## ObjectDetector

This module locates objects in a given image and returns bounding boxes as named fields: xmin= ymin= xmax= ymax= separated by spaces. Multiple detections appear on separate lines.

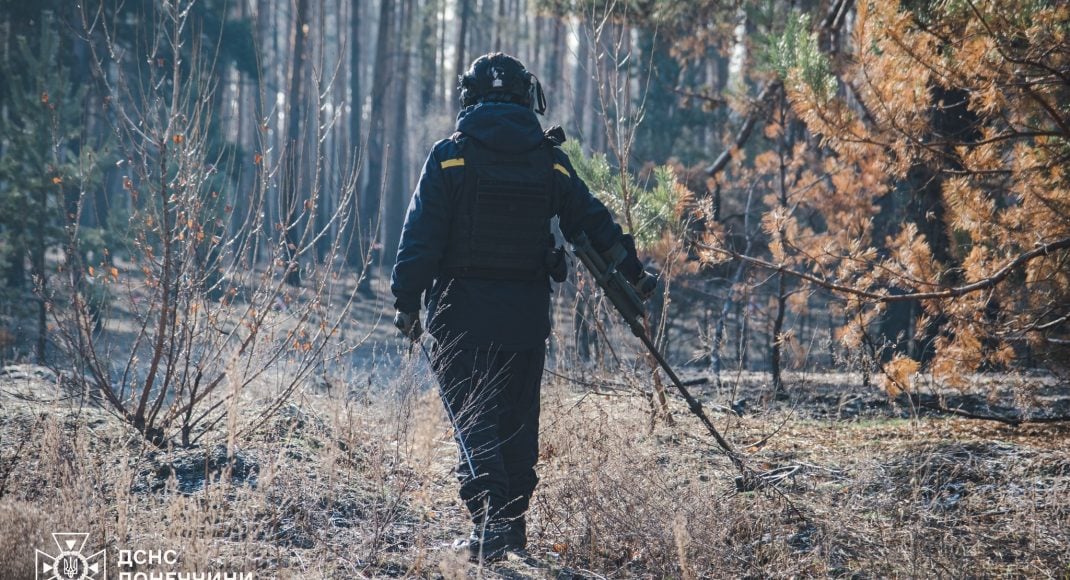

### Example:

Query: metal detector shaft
xmin=572 ymin=232 xmax=743 ymax=470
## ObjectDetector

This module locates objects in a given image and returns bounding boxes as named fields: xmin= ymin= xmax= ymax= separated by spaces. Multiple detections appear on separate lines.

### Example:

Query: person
xmin=391 ymin=52 xmax=656 ymax=560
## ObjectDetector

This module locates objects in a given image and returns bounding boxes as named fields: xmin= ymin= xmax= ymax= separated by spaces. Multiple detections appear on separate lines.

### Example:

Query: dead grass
xmin=0 ymin=356 xmax=1070 ymax=578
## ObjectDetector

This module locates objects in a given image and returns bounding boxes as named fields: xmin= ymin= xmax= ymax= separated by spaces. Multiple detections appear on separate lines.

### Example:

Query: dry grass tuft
xmin=0 ymin=356 xmax=1070 ymax=578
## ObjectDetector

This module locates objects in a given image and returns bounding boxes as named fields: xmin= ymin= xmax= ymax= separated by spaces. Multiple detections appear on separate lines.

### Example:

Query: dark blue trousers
xmin=433 ymin=346 xmax=546 ymax=523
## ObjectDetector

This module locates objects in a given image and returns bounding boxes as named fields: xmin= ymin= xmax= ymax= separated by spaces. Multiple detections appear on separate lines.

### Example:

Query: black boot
xmin=468 ymin=521 xmax=511 ymax=562
xmin=505 ymin=516 xmax=528 ymax=551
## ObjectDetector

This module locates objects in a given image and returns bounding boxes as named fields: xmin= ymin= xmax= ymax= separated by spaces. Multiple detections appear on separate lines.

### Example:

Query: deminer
xmin=391 ymin=52 xmax=657 ymax=561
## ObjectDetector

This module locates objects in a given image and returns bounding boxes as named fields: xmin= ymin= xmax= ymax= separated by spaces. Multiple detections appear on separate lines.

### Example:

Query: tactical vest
xmin=442 ymin=139 xmax=555 ymax=280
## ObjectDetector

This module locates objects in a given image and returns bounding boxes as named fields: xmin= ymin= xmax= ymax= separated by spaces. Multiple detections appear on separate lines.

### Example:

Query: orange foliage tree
xmin=700 ymin=0 xmax=1070 ymax=388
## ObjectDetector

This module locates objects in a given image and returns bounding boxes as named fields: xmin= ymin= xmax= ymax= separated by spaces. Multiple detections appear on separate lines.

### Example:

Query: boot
xmin=468 ymin=521 xmax=511 ymax=562
xmin=505 ymin=516 xmax=528 ymax=552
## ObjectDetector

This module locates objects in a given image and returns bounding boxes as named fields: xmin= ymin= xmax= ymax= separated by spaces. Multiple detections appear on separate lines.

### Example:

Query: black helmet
xmin=457 ymin=52 xmax=546 ymax=115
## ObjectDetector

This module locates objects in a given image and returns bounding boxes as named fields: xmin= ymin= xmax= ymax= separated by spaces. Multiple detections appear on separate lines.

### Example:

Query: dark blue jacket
xmin=391 ymin=103 xmax=641 ymax=350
*****
> _Challenge_: Reproduce every one of the records above word for word, with the picture left out.

> _Exercise solution_:
## ObjectDetector

This module locates objects in a given image and returns bounding boxes as named fields: xmin= ymin= xmax= ymax= separated by spaces. Multiple detections appear on separate lines.


### Example:

Query: metal detector shaft
xmin=572 ymin=232 xmax=743 ymax=470
## ObjectDetector

This module locates objects in a given image and returns bounding boxes as named fields: xmin= ymin= xmax= ymax= separated by spaces. Multiple detections appear on separate lines.

### Example:

Query: person
xmin=391 ymin=52 xmax=656 ymax=560
## ObjectDetector

This module locates objects in a given image and returns bounding boxes as named fields: xmin= ymin= xmax= ymax= separated by spaces. Multiple detections appear on separate lines.

### Example:

Query: dead grass
xmin=0 ymin=356 xmax=1070 ymax=578
## ObjectDetector

This module locates objects in a given image and returns bounding boxes as named fields: xmin= ymin= xmax= ymax= separated by spaces. Multiple detections appear on separate lines.

### Example:

Query: dry grass tuft
xmin=0 ymin=356 xmax=1070 ymax=578
## ObjectDetector

This module locates objects in a given image and returns bounding boxes as named fields: xmin= ymin= xmax= ymax= separated by spaces. Multiple detections appear on separate lines.

### Example:

Query: dark blue trousers
xmin=433 ymin=346 xmax=546 ymax=523
## ObjectDetector

This module locates objects in a given image and returns bounding boxes as named fields: xmin= ymin= xmax= ymax= separated by spaces. Multiple detections appear on separate lines.

### Example:

Query: black boot
xmin=468 ymin=521 xmax=511 ymax=562
xmin=505 ymin=516 xmax=528 ymax=551
## ObjectDetector

This module locates objects in a given image and returns bounding boxes as named fields: xmin= ymin= xmax= ymax= separated by spaces. Multiple detections appear on separate lines.

### Example:

Query: deminer
xmin=391 ymin=52 xmax=657 ymax=561
## ObjectDetector

This module locates objects in a given image and returns bounding boxes as named fields: xmin= ymin= xmax= ymax= separated by spaces. Multiple detections appear on separate lines.

### Example:

Query: tactical vest
xmin=442 ymin=139 xmax=555 ymax=280
## ObjectDetector

This module locates objects in a given image and returns bounding boxes as named fields: xmin= ymin= xmax= ymax= separated by spaces. Multiple detections appear on separate lines.

### Example:

Query: orange foliage tree
xmin=700 ymin=0 xmax=1070 ymax=388
## ObjectDetector

This module locates objects in a given image and returns bounding boxes as named fields: xmin= ymin= xmax= ymax= separated by spaces. Multiple detections appear on separate lines.

### Example:

Query: boot
xmin=468 ymin=521 xmax=511 ymax=562
xmin=505 ymin=516 xmax=528 ymax=552
## ObjectDetector

This module locates objects in a given image and returns bounding boxes as named fields: xmin= ymin= xmax= ymax= separated by spaces. Multiple detections appear on separate lines.

### Example:

Query: black helmet
xmin=457 ymin=52 xmax=546 ymax=115
## ObjectDetector

This module locates objects in a given image and returns bounding boxes as named fields: xmin= ymin= xmax= ymax= separated by spaces. Multiple detections appear on separate lines.

### Example:

Query: dark blue jacket
xmin=391 ymin=103 xmax=641 ymax=350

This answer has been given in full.